SUPPLIED DATA:
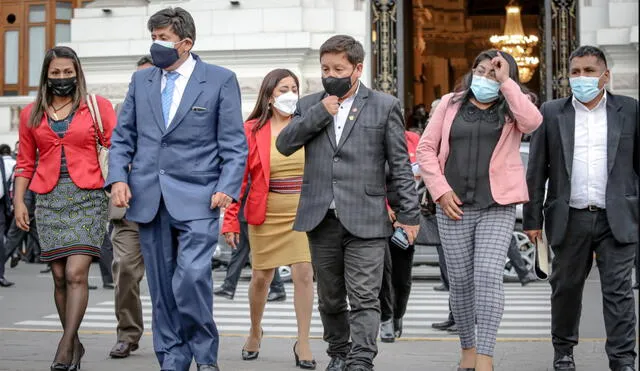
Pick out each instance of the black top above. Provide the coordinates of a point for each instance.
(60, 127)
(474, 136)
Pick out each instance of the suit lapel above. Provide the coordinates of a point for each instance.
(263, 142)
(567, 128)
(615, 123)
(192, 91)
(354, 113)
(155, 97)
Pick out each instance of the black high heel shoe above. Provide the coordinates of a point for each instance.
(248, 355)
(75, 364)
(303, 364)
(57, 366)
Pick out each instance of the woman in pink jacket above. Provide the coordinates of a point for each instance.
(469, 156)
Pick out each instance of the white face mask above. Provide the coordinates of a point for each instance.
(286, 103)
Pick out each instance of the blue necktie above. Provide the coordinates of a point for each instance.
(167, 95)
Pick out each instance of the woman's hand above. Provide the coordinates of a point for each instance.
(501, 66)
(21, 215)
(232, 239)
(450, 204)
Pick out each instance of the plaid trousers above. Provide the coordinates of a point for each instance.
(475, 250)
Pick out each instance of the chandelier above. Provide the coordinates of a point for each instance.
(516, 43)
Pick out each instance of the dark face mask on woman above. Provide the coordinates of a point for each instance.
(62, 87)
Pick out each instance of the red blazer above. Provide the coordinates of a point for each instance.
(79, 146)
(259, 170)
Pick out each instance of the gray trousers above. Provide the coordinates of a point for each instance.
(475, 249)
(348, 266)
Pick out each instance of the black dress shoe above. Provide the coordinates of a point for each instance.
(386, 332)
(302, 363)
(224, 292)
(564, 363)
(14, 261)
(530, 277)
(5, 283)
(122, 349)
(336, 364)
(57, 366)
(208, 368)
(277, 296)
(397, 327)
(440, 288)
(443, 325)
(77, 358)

WHAT YOU ARE ASKED TO DO: Copy out every line of the records from the line containing "Pick out each instance of the chandelier" through the end, inclusive, keeping the request lines, and add 68 to each coordinate value in the answers.

EXERCISE SOLUTION:
Pick out each instance of the chandelier above. Provide the coordinates of a point for each instance.
(584, 111)
Pick out each instance of the dark face mask on woman above. Provide the coordinates of a point for each instance.
(130, 155)
Pick out each instance of the red blazer above. Provide the coordinates of a point for each instance.
(147, 214)
(327, 238)
Pick out each instance of the gray trousers above. Provide the coordinates of a point for each instance.
(543, 317)
(416, 334)
Pick out each instance of the black dress shoe above. Provide the coordinates of a point for each instance.
(454, 400)
(370, 431)
(292, 360)
(632, 431)
(82, 329)
(598, 345)
(73, 351)
(190, 417)
(404, 432)
(125, 434)
(276, 436)
(345, 364)
(465, 395)
(508, 356)
(511, 393)
(145, 426)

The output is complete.